--- Task description ---
The line with "323L429 328L460 327L465" starts the range, and the last line of the listing ends it. Retype that range exactly, without pictures.

--- Given records ---
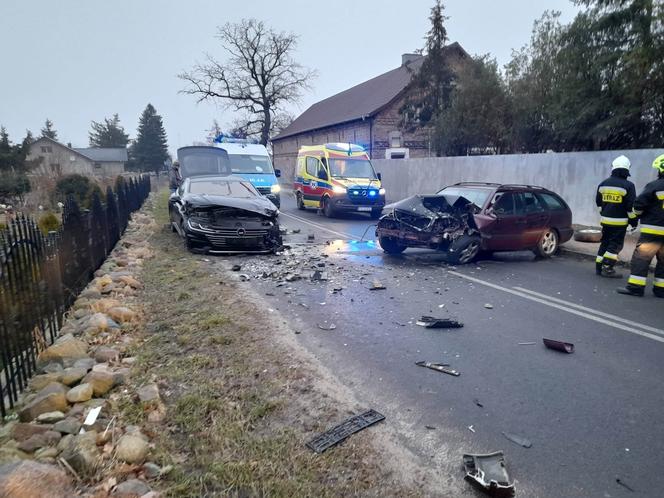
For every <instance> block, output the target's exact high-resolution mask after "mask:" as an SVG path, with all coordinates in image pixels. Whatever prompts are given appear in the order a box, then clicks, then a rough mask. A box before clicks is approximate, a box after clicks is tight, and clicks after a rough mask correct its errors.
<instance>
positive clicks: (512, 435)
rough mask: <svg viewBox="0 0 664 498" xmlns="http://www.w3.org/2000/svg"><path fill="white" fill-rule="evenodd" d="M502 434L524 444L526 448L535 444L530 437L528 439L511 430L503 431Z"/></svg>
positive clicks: (523, 445)
mask: <svg viewBox="0 0 664 498" xmlns="http://www.w3.org/2000/svg"><path fill="white" fill-rule="evenodd" d="M502 434H503V436H505V437H506V438H507V439H509V440H510V441H512V442H513V443H516V444H518V445H519V446H523V447H524V448H530V447H531V446H532V445H533V443H531V442H530V439H526V438H525V437H522V436H519V435H518V434H512V433H511V432H503V433H502Z"/></svg>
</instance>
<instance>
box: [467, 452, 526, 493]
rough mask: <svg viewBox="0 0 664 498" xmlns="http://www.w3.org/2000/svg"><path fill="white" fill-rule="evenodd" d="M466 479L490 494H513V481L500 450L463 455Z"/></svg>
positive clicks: (486, 492)
mask: <svg viewBox="0 0 664 498" xmlns="http://www.w3.org/2000/svg"><path fill="white" fill-rule="evenodd" d="M463 466H464V469H465V471H466V477H465V478H466V480H468V481H470V482H471V483H473V484H475V485H476V486H478V487H480V488H481V489H482V490H483V491H485V492H486V493H488V494H490V495H491V496H514V494H515V490H514V483H513V482H512V480H511V479H510V476H509V474H508V473H507V468H506V467H505V458H504V456H503V452H502V451H496V452H495V453H487V454H485V455H473V454H465V455H463Z"/></svg>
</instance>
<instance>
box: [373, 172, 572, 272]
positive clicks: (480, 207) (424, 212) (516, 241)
mask: <svg viewBox="0 0 664 498" xmlns="http://www.w3.org/2000/svg"><path fill="white" fill-rule="evenodd" d="M385 209H386V210H388V211H389V212H388V213H387V214H386V215H385V216H383V217H382V218H381V219H380V220H379V222H378V225H377V227H376V236H377V237H378V241H379V243H380V245H381V247H382V248H383V250H384V251H385V252H387V253H389V254H399V253H401V252H403V251H404V250H406V249H407V248H408V247H422V248H430V249H436V250H440V251H444V252H446V253H447V255H448V260H449V261H450V262H451V263H454V264H464V263H470V262H471V261H473V260H474V259H475V258H476V257H477V256H478V255H479V253H480V252H481V251H484V252H486V253H490V252H494V251H521V250H532V251H533V252H535V254H536V255H537V256H539V257H543V258H548V257H551V256H553V255H554V254H555V253H556V251H557V250H558V247H559V245H560V244H561V243H563V242H567V241H568V240H569V239H570V238H572V235H573V233H574V230H573V228H572V212H571V210H570V208H569V206H568V205H567V203H566V202H565V201H564V200H563V199H562V198H561V197H560V196H559V195H558V194H556V193H554V192H551V191H550V190H547V189H545V188H543V187H535V186H531V185H502V184H498V183H479V182H465V183H458V184H455V185H451V186H449V187H445V188H444V189H442V190H441V191H439V192H438V193H437V194H435V195H416V196H413V197H409V198H407V199H404V200H402V201H399V202H396V203H394V204H391V205H389V206H386V208H385Z"/></svg>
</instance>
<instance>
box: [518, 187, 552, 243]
mask: <svg viewBox="0 0 664 498" xmlns="http://www.w3.org/2000/svg"><path fill="white" fill-rule="evenodd" d="M520 195H521V197H522V199H523V205H524V207H525V212H526V230H525V233H524V244H525V247H526V248H531V247H535V246H536V245H537V243H538V242H539V240H540V238H541V237H542V234H543V233H544V231H545V230H546V229H547V228H549V223H550V218H551V215H550V213H549V210H548V209H546V207H545V206H544V205H542V202H541V201H540V200H539V198H538V197H537V195H536V194H535V192H522V193H521V194H520Z"/></svg>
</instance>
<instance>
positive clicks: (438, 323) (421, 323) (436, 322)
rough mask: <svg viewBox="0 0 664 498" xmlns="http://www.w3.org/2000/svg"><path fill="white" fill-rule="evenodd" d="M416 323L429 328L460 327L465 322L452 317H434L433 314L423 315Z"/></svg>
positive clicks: (460, 326)
mask: <svg viewBox="0 0 664 498" xmlns="http://www.w3.org/2000/svg"><path fill="white" fill-rule="evenodd" d="M415 324H416V325H419V326H420V327H425V328H427V329H460V328H461V327H463V323H461V322H459V321H457V320H452V319H451V318H434V317H432V316H422V317H421V318H420V319H419V320H418V321H416V322H415Z"/></svg>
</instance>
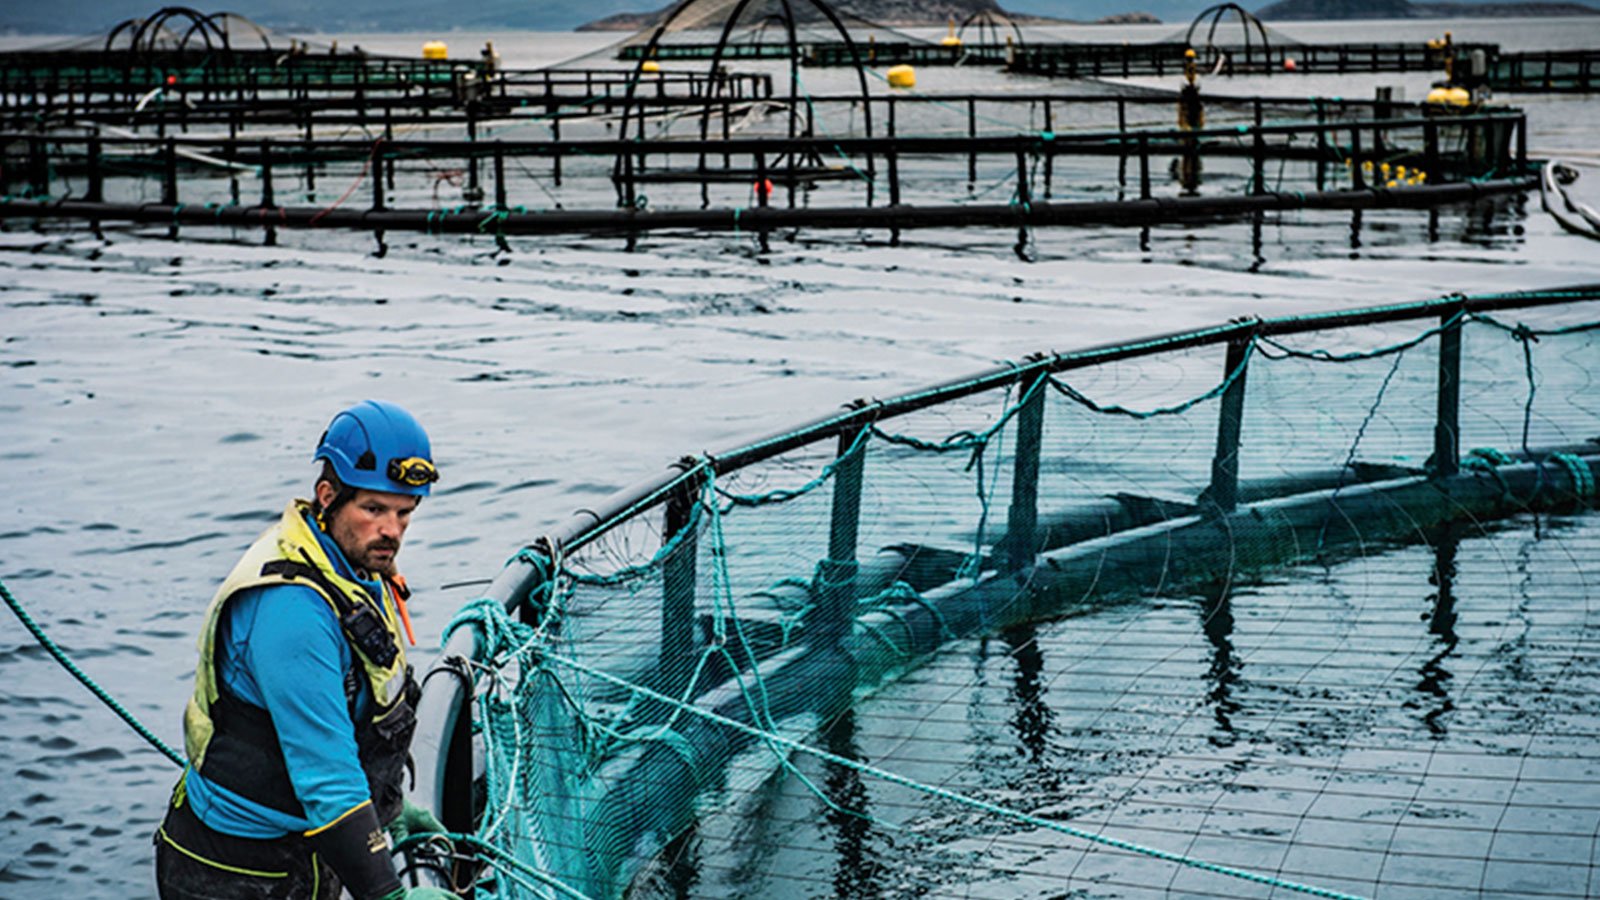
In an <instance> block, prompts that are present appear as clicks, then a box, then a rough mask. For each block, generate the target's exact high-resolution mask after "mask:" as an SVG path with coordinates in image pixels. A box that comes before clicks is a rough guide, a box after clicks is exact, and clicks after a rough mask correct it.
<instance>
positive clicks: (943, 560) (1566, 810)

--- Solution for this problem ---
rough mask: <svg viewBox="0 0 664 498" xmlns="http://www.w3.org/2000/svg"><path fill="white" fill-rule="evenodd" d="M416 323L429 328L460 327L465 322L452 317H434L433 314L423 315Z"/></svg>
positive clicks: (460, 326)
mask: <svg viewBox="0 0 664 498" xmlns="http://www.w3.org/2000/svg"><path fill="white" fill-rule="evenodd" d="M415 324H416V325H419V326H420V327H425V328H427V329H460V328H461V327H463V323H461V322H459V321H457V320H452V319H451V318H434V317H432V316H422V317H421V318H420V319H419V320H418V321H416V322H415Z"/></svg>
</instance>
In an <instance> block, prompts that are present appear as clicks, then a box, then a rough mask. For each block, generate the target's exact high-resolution mask after "mask:" as an SVG path with coordinates in image pixels. A box that comes before clicks is a rough guide, a box after clicks is exact, and clicks after a rough mask correct it.
<instance>
positive clicks: (943, 560) (1566, 810)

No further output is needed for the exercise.